With nothing omitted, transcribe the entries exactly as written.
### Exercise material
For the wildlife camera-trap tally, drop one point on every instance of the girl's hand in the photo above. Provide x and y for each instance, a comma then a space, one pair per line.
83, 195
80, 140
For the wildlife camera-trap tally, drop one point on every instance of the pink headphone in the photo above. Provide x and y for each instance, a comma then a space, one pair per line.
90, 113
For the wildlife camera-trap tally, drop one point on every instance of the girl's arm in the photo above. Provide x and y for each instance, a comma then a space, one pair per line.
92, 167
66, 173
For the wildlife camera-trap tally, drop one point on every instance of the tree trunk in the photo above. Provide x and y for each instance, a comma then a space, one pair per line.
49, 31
######
The answer:
For the wildlife camera-trap tally, drop one point on every instance of the girl's hand in the photo above. Provide x and y for each instance, a comma then a space, one pair per line.
83, 195
80, 140
For the wildlife camera-trap tally, drop one point on every instance of the pink headphone in the photo above. Provide x and y for each instance, a comma then a space, one pair per line.
90, 113
For the wildlife camera-trap tally, drop one point on every instance of the girl's arm in the photo above. Provide x and y for each instance, a comma then a space, one pair per line.
92, 167
66, 173
For the wildlife camera-trap tally, drop one point on every instance of the tree trunk in the photo above. Provide x and y for each instance, a comma then a space, one pair per line.
49, 31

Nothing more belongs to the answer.